→ Task 1: Reproduce the stretch of the car control systems text from "Cars have reached" through "a computer, thanks." word for word.

+++

In other words, Sparky, take your specious "If it isn't the newest, bestest, fastest, it must be garbage", and the implied "If you aren't using the newest/fastest/bestest, you're too stupid to move out of a cave" crap and stick it where the sun don't shine. Something being *ABLE* to be improved doesn't imply a need, or even a desirability, for the improvement to happen - Only the possibility of doing so. Also phrased as "just because it's the hot new thing doesn't mean it's any good." - Ever heard of Thalidomide? And the results of using it?
Things as they stand in automotive technology, are quite functional now. Further development, while being *POSSIBLE*, is neither required, nor in some cases, desirable, for many currently in-use automotive systems.
An old programmer's line: "A program is never *DONE*, but you do have to ship it sooner or later."
In other words, there's the choice between continuing to hang bells and whistles (needed or not) off the program, and actually getting it to the customer - *ANY* program can be tweaked and tuned and fiddled with until doomsday, if desired. But somewhere, somebody has to step in and say "Hey! We've gotta ship this thing if we wanna eat!"
Cars have reached that point. Particularly the control systems. The next major change in vehicle systems won't come until the day that we can make *100 PERCENT* reliable, sentient machines that can respond to a situation as well as or better than a human *EVERY SINGLE TIME*. At which point, cars will be ready to go to "full auto drive". Until the "Eureka Moment" that shows us how to make things absolutely infallible happens, I'll continue to be a luddite and insist on purely mechanical/hydraulic control of my brakes and steering, *WITHOUT* any input from a computer, thanks.

+++

→ Task 2: Put the stretch of the entries from the line containing "If you could mark the black ceramic" through the line containing "<point>993,144</point>" into a Markdown table with the columns Row and Entry line, giving each line its own row and leaving out blank lines.

+++

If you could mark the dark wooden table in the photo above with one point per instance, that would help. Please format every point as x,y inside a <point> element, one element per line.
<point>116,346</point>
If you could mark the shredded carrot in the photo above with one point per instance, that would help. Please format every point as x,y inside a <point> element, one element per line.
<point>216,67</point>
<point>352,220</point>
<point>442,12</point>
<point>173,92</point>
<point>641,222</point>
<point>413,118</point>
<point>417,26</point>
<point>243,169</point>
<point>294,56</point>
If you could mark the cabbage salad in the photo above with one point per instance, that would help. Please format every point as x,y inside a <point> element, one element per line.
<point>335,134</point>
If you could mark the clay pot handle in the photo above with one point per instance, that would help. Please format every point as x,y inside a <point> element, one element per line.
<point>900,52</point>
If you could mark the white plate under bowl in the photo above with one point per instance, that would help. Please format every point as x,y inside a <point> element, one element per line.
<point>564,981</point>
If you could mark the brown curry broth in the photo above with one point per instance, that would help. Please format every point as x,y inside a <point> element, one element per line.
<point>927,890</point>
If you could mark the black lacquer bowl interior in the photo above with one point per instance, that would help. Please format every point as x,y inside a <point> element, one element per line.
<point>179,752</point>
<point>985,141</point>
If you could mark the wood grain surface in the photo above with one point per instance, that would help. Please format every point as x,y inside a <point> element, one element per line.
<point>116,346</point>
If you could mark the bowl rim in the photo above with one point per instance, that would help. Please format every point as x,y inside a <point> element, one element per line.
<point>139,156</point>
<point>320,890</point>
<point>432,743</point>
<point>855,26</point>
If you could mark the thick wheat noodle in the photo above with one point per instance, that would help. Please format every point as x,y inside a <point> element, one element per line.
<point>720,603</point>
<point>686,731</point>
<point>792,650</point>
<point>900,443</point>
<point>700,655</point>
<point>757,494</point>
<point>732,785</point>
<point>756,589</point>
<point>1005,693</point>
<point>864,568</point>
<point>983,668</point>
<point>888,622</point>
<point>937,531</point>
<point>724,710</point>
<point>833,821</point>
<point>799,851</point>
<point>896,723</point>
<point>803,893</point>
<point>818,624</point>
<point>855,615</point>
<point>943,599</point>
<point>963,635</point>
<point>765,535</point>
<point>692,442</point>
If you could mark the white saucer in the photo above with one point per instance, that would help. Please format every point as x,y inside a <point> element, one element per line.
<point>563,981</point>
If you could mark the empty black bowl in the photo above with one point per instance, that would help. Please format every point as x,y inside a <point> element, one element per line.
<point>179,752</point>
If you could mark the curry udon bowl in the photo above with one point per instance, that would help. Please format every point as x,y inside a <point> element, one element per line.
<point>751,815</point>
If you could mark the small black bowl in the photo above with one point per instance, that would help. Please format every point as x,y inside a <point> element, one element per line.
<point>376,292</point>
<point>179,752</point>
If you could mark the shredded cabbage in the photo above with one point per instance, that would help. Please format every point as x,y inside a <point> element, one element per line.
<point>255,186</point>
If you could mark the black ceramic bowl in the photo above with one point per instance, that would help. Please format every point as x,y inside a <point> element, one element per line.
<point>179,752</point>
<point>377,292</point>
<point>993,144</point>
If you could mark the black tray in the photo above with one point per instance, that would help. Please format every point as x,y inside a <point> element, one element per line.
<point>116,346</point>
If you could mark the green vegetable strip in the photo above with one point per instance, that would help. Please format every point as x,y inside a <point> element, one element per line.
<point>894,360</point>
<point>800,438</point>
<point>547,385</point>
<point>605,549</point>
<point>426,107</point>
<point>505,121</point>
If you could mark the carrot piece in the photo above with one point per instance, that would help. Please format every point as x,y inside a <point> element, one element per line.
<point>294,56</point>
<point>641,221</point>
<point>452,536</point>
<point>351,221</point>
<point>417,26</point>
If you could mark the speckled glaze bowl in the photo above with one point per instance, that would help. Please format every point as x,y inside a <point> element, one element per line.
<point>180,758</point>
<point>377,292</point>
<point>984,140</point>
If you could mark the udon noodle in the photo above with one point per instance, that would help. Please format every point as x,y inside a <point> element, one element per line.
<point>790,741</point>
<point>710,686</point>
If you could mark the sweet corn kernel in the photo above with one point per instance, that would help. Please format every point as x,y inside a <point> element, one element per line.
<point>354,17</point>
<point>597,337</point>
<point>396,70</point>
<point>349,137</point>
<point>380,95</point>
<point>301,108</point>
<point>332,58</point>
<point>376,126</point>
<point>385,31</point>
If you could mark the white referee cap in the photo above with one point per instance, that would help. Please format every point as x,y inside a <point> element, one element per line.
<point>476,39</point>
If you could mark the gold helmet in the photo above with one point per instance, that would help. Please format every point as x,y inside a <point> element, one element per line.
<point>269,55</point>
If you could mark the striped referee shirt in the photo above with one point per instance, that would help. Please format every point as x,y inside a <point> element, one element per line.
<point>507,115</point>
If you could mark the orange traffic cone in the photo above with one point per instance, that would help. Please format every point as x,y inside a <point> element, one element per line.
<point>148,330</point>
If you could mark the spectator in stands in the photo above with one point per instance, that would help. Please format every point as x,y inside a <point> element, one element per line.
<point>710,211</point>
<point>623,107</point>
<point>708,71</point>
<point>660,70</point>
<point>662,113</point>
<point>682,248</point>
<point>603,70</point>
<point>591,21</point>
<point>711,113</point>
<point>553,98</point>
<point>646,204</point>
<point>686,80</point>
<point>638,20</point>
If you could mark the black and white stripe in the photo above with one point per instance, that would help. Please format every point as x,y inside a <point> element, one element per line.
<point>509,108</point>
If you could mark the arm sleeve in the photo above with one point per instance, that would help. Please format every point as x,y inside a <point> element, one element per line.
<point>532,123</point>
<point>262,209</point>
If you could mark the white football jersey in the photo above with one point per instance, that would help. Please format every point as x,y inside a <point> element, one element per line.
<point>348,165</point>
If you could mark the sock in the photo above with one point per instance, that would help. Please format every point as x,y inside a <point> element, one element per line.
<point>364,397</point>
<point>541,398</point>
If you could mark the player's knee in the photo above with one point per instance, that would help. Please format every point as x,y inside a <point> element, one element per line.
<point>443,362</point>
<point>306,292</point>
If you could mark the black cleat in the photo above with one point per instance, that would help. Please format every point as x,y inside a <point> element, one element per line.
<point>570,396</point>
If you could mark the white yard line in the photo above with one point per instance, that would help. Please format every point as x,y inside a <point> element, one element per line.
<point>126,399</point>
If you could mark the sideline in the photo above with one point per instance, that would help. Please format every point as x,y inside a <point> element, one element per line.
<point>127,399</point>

+++

→ Expected answer 1:
Cars have reached that point. Particularly the control systems. The next major change in vehicle systems won't come until the day that we can make *100 PERCENT* reliable, sentient machines that can respond to a situation as well as or better than a human *EVERY SINGLE TIME*. At which point, cars will be ready to go to "full auto drive". Until the "Eureka Moment" that shows us how to make things absolutely infallible happens, I'll continue to be a luddite and insist on purely mechanical/hydraulic control of my brakes and steering, *WITHOUT* any input from a computer, thanks.

→ Expected answer 2:
| Row | Entry line |
|---|---|
| 1 | If you could mark the black ceramic bowl in the photo above with one point per instance, that would help. Please format every point as x,y inside a <point> element, one element per line. |
| 2 | <point>179,752</point> |
| 3 | <point>377,292</point> |
| 4 | <point>993,144</point> |